(BRIEF)
Lines before the one containing "the green foliage" are excluded; retype that line and all remaining lines of the material exactly.

(Stored items)
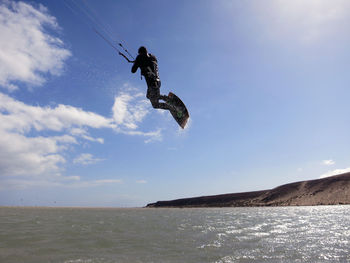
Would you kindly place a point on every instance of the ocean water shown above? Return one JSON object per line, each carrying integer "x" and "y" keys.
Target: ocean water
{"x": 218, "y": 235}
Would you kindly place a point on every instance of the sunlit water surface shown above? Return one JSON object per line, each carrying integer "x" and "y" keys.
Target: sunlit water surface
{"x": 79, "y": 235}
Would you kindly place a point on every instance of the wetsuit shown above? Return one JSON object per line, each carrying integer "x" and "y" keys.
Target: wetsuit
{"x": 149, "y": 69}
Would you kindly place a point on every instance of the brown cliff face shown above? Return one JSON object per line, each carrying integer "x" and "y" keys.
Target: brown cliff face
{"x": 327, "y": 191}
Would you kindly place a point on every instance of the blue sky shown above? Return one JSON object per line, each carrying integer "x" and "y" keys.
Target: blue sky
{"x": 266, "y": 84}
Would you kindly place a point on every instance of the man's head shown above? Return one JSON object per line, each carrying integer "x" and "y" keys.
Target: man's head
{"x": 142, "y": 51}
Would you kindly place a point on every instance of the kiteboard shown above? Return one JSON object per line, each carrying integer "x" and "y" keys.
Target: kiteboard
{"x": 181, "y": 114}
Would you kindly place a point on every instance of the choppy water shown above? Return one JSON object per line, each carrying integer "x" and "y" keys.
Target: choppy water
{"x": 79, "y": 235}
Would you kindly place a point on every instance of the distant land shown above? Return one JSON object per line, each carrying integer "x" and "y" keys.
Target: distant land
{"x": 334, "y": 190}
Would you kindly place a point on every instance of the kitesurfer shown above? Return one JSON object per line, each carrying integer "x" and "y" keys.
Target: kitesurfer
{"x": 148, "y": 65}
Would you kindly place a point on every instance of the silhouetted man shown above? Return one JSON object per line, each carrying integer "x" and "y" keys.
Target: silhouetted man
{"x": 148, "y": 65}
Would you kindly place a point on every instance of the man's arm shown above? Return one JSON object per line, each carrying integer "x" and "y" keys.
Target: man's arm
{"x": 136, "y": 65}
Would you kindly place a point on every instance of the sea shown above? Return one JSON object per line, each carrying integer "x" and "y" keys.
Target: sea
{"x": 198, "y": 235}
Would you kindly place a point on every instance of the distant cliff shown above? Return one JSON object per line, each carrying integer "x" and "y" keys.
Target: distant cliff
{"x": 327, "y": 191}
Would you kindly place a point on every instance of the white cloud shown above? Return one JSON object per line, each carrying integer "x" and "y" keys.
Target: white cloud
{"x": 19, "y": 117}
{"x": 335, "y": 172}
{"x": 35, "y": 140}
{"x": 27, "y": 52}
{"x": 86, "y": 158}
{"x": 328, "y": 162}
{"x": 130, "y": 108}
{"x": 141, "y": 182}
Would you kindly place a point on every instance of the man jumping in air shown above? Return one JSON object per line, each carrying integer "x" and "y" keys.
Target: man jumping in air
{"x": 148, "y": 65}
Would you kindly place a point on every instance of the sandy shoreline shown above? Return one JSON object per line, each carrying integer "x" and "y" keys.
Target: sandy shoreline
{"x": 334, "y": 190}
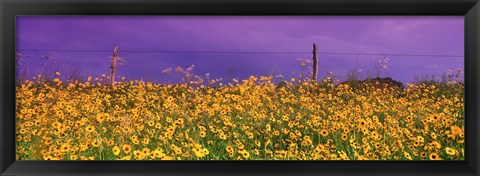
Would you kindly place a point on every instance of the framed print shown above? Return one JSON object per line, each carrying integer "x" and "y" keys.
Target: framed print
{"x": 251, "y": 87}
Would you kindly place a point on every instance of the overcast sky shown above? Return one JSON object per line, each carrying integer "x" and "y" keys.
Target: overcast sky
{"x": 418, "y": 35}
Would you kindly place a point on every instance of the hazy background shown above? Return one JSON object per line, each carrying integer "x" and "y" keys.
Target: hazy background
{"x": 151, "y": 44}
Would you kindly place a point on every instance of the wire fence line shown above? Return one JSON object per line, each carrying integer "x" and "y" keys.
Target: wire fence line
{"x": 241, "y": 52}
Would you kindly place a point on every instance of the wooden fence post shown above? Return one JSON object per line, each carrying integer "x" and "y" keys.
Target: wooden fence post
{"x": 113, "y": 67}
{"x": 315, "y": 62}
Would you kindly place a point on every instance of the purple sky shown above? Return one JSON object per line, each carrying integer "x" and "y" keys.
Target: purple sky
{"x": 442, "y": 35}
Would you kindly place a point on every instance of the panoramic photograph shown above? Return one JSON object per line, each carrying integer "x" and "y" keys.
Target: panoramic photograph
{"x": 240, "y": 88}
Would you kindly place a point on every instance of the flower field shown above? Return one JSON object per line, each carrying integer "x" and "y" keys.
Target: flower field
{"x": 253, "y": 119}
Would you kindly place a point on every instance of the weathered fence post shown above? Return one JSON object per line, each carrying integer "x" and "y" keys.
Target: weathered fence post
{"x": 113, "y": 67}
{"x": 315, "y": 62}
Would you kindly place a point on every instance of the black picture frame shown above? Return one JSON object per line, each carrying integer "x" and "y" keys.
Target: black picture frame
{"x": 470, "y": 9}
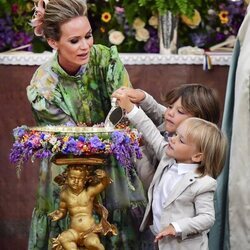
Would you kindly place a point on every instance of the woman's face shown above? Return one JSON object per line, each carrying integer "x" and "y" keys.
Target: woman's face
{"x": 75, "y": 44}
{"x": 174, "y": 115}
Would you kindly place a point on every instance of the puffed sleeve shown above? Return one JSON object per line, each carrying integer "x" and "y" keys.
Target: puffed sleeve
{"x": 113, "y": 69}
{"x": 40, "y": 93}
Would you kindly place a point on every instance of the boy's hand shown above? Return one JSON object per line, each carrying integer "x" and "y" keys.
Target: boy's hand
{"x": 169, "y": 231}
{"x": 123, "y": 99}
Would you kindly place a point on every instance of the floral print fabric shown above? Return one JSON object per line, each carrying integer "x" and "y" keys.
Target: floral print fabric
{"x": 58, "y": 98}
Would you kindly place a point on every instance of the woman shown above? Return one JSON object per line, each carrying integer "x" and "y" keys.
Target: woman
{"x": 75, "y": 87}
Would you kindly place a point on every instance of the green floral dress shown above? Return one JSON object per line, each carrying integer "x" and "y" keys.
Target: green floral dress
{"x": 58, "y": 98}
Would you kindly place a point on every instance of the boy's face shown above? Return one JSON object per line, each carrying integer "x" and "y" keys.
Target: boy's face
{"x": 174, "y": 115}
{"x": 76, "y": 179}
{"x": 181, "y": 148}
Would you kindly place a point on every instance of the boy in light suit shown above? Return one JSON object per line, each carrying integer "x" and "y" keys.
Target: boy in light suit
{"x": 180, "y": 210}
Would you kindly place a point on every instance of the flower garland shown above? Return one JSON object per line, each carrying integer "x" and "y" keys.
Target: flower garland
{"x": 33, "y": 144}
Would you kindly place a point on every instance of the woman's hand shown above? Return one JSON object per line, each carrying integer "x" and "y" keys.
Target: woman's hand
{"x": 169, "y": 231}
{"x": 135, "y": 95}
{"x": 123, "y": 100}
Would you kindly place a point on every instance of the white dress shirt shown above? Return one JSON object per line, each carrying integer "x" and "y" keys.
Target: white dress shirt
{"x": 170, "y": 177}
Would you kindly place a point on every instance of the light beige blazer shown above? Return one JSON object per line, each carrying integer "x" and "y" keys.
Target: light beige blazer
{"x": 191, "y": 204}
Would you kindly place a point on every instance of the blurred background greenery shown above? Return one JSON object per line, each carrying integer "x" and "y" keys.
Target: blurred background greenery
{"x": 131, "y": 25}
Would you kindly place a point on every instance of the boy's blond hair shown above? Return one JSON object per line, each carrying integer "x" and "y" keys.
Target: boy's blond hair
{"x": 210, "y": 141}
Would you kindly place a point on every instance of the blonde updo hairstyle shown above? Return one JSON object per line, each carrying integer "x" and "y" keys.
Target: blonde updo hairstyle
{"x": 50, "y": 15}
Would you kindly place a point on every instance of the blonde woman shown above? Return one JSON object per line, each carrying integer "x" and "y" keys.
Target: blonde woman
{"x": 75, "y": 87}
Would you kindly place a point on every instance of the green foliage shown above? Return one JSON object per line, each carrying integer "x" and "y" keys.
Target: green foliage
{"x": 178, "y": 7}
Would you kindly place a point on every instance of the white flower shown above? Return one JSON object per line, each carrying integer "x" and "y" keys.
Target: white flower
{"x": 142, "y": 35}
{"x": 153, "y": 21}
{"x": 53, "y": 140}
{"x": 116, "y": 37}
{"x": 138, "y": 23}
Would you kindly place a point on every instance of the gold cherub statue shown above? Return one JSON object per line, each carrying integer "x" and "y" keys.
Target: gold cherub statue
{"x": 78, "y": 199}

(IN RESPONSE)
Would you kindly place a point on every instance of the green foliage shown above? Return one JSON object per line, each carrying integer "x" and "y" keys.
Target: green foliage
{"x": 178, "y": 7}
Would you kindly place a point on every instance of the white flower shown above? Return one JSON object per line, each carrying integer "x" and "y" keys.
Target: white flower
{"x": 142, "y": 35}
{"x": 153, "y": 21}
{"x": 53, "y": 140}
{"x": 116, "y": 37}
{"x": 138, "y": 23}
Would you kindly place a point on every instance of the gold cherub statue shown above? Return one JSON object per line, each carrying integer "x" and "y" keys.
Target: gold cherub statue
{"x": 78, "y": 199}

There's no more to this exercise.